◆ Material provided:
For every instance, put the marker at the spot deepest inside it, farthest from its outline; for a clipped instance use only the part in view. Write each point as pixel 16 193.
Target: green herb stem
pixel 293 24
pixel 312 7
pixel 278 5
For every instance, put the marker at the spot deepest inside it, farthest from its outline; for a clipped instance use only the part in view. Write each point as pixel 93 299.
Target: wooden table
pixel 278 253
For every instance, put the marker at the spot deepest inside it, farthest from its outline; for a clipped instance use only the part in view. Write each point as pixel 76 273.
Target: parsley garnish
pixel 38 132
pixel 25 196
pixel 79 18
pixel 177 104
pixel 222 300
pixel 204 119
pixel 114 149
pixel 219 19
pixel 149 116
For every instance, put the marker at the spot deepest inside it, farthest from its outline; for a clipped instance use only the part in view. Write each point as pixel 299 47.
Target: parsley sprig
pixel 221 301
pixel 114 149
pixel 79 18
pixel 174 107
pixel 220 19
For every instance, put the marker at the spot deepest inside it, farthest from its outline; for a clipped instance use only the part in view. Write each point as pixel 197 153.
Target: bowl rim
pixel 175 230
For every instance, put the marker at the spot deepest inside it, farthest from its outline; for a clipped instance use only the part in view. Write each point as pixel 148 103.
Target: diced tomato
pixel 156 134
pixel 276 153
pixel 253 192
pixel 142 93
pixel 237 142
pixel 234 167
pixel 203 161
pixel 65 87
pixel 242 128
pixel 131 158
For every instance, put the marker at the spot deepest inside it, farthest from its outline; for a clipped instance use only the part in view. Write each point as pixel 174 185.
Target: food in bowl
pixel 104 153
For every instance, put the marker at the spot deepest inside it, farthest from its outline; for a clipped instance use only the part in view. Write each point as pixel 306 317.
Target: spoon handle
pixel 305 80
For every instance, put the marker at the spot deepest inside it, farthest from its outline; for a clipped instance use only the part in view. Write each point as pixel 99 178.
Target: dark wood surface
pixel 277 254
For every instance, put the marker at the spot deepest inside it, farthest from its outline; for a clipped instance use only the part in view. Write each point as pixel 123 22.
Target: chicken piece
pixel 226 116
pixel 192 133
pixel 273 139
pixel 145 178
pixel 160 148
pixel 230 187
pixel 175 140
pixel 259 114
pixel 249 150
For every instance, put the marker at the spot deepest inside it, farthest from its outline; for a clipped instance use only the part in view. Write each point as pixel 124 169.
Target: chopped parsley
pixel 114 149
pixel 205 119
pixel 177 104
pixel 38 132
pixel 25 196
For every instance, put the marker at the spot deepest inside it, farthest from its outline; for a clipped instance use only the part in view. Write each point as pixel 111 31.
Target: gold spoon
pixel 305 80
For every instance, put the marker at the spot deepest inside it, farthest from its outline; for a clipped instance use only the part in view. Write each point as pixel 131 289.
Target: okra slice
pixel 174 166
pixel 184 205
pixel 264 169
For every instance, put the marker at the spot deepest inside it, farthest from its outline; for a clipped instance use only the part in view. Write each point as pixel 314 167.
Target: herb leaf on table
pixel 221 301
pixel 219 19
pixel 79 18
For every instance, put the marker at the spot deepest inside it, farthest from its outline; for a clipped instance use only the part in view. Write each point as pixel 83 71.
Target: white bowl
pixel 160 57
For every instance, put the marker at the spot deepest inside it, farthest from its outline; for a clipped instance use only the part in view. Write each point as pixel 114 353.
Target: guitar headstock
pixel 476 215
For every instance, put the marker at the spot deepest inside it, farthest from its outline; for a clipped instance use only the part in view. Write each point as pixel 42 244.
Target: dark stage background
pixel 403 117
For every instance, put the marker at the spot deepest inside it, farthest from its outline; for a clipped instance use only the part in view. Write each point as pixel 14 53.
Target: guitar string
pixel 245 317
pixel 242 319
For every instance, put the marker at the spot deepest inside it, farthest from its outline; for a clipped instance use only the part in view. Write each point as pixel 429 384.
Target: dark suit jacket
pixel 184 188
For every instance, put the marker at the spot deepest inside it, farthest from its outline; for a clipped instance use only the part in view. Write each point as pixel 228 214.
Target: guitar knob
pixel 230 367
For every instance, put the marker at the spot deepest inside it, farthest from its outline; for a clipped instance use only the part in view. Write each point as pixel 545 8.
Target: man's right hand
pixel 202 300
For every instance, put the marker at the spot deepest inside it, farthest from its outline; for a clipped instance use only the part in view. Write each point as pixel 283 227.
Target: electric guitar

◆ Short task: Lay out every line of the records above as a Markdown table with two columns, Row and Line, numbering the rows in order and leaving out any blank lines.

◆ Answer in full:
| Row | Line |
|---|---|
| 1 | For every instance, put the marker at the spot deepest inside it, farthest from its outline; for a clipped instance use only the part in view. Write each point as pixel 16 193. |
| 2 | Target: green herb stem |
| 3 | pixel 293 24 |
| 4 | pixel 312 7 |
| 5 | pixel 278 5 |
| 6 | For every instance, put the marker at the spot deepest inside it, farthest from its outline; for a clipped instance use only the part in view. Write each point as pixel 93 299. |
| 7 | Target: wooden table |
| 8 | pixel 278 253 |
| 9 | For every instance, put the marker at the spot deepest inside it, farthest from its outline; for a clipped instance use only the part in view. Write each point as pixel 76 273. |
| 10 | Target: parsley garnish |
| 11 | pixel 38 132 |
| 12 | pixel 25 196 |
| 13 | pixel 79 18 |
| 14 | pixel 177 104 |
| 15 | pixel 222 300 |
| 16 | pixel 204 119 |
| 17 | pixel 114 149 |
| 18 | pixel 219 19 |
| 19 | pixel 149 116 |
| 20 | For every instance, put the marker at the spot deepest inside it, farthest from its outline; for a clipped instance use only the part in view. Write each point as pixel 299 47. |
| 21 | Target: parsley sprig |
| 22 | pixel 221 301 |
| 23 | pixel 114 149 |
| 24 | pixel 79 18 |
| 25 | pixel 174 107 |
| 26 | pixel 220 19 |
| 27 | For every instance, put the marker at the spot deepest inside it, farthest from its outline; for a clipped instance use only the part in view. Write each point as pixel 197 153. |
| 28 | Target: bowl rim |
| 29 | pixel 175 230 |
| 30 | For every instance, put the marker at the spot deepest inside it, farthest from its outline; for a clipped instance use only the part in view. Write each point as pixel 148 103. |
| 31 | Target: diced tomato |
| 32 | pixel 156 134 |
| 33 | pixel 276 153 |
| 34 | pixel 253 192 |
| 35 | pixel 142 93 |
| 36 | pixel 237 142 |
| 37 | pixel 234 167 |
| 38 | pixel 203 161 |
| 39 | pixel 65 87 |
| 40 | pixel 242 128 |
| 41 | pixel 131 158 |
| 42 | For every instance, put the marker at the spot deepest inside it, farthest from its outline; for a clipped instance use only the part in view. Write each point as pixel 174 185. |
| 43 | Target: food in bowl |
| 44 | pixel 104 153 |
| 45 | For every instance, put the marker at the spot deepest inside it, farthest from its outline; for a clipped instance use only the part in view. Write each point as pixel 306 317. |
| 46 | Target: spoon handle |
| 47 | pixel 305 80 |
| 48 | For every instance, put the marker at the spot deepest inside it, farthest from its outline; for a clipped instance use only the part in view. Write each point as pixel 99 178. |
| 49 | Target: dark wood surface |
| 50 | pixel 277 254 |
| 51 | For every instance, put the marker at the spot deepest inside it, farthest from its outline; for a clipped instance use only the part in view. Write each point as pixel 123 22. |
| 52 | Target: chicken piece |
| 53 | pixel 226 116 |
| 54 | pixel 192 133 |
| 55 | pixel 273 139 |
| 56 | pixel 145 178 |
| 57 | pixel 160 148 |
| 58 | pixel 230 187 |
| 59 | pixel 175 140 |
| 60 | pixel 259 114 |
| 61 | pixel 249 150 |
| 62 | For every instance, put the marker at the spot deepest inside it, farthest from its outline; for a clipped instance use only the part in view. Write each point as pixel 124 169. |
| 63 | Target: chopped parsley |
| 64 | pixel 114 149 |
| 65 | pixel 205 119 |
| 66 | pixel 177 104 |
| 67 | pixel 38 132 |
| 68 | pixel 25 196 |
| 69 | For every instance, put the marker at the spot deepest inside it, farthest from its outline; for a clipped instance use only the part in view. Write each point as pixel 111 31. |
| 70 | Target: gold spoon |
| 71 | pixel 305 80 |
| 72 | For every instance, put the marker at the spot deepest inside it, farthest from its outline; for a clipped instance use only the part in view. Write each point as pixel 131 289. |
| 73 | Target: okra slice |
| 74 | pixel 174 166 |
| 75 | pixel 184 205 |
| 76 | pixel 264 169 |
| 77 | For every instance, put the marker at the spot deepest inside it, farthest from its outline; for a clipped instance use only the part in view. Write each point as pixel 314 167. |
| 78 | Target: herb leaf on table |
| 79 | pixel 221 301 |
| 80 | pixel 219 19 |
| 81 | pixel 79 18 |
| 82 | For every instance, put the marker at the spot deepest inside it, farthest from its outline; for a clipped instance use only the part in view. Write each point as pixel 83 71. |
| 83 | Target: white bowl |
| 84 | pixel 160 57 |
| 85 | For every instance, put the marker at the spot deepest inside it, farthest from its outline; for a clipped instance use only the part in view. Write each point as pixel 114 353. |
| 86 | Target: guitar headstock |
| 87 | pixel 476 215 |
| 88 | For every instance, put the marker at the spot deepest inside it, farthest from its outline; for a clipped instance use only the part in view. Write each point as pixel 42 244. |
| 89 | Target: dark stage background |
| 90 | pixel 403 117 |
| 91 | For every instance, put the marker at the spot deepest inside it, farthest from its outline; for a clipped instance use only the part in view. Write each point as pixel 14 53. |
| 92 | Target: guitar string |
| 93 | pixel 245 317 |
| 94 | pixel 242 319 |
| 95 | For every instance, put the marker at the spot deepest inside it, farthest from its outline; for a clipped instance use only the part in view. Write each point as pixel 429 384. |
| 96 | Target: dark suit jacket |
| 97 | pixel 184 188 |
| 98 | For every instance, put the marker at the spot deepest inside it, farthest from its outline; for a clipped instance use only the part in view. Write each point as pixel 228 214. |
| 99 | Target: guitar knob |
| 100 | pixel 230 367 |
| 101 | For every instance, put the marker at the spot deepest inside it, farthest from its outline; for a clipped instance use only the part in view. Write each point as pixel 545 8. |
| 102 | Target: man's right hand |
| 103 | pixel 202 300 |
| 104 | For every instance, put the marker at the spot deepest inside it, farthest from its outline; for a clipped instance use only the part in view. Write each point as pixel 283 227. |
| 105 | Target: electric guitar |